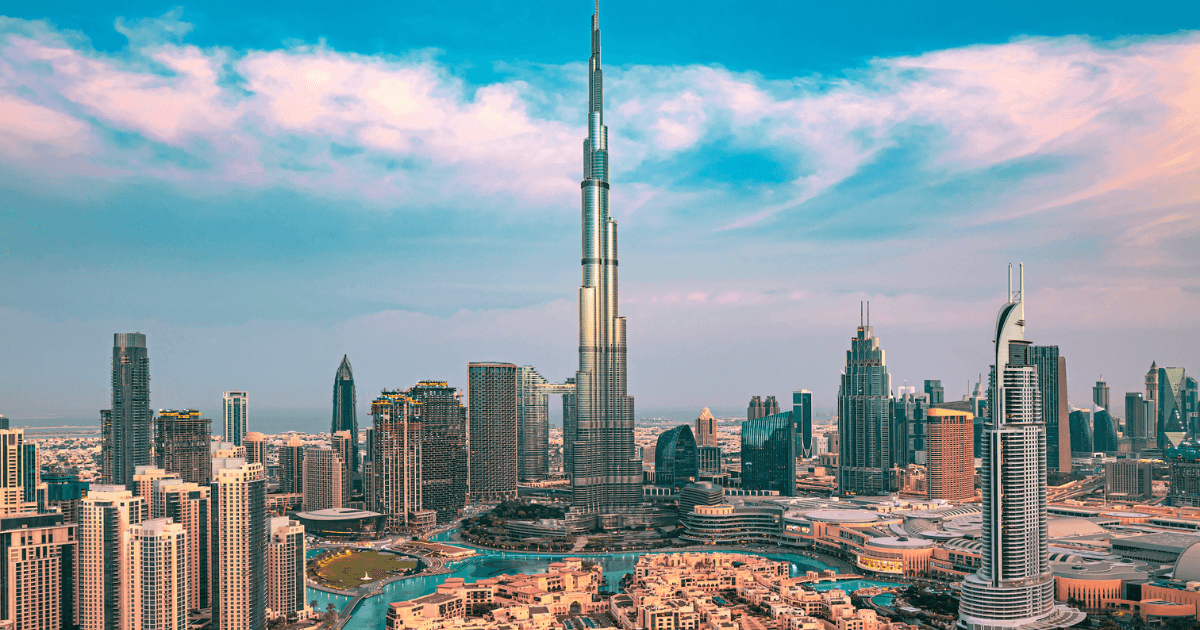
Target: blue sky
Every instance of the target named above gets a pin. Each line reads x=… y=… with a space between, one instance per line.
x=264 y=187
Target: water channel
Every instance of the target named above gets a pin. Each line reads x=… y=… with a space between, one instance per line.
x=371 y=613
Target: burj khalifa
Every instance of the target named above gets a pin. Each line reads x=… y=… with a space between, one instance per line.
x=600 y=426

...

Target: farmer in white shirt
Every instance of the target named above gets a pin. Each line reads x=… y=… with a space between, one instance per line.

== Written task ==
Lay out everything from the line containing "Target: burj khalifa" down to the line containing "x=600 y=426", both ends included, as a two-column CSV headed text and answer. Give one row per item, put each field in quotes, and replace line breaks with spaces.

== Solution for this problem ==
text,answer
"Target: burj khalifa Every instance of the target named above gets a pin. Each line reads x=… y=… with a space between, one instance per line.","x=600 y=426"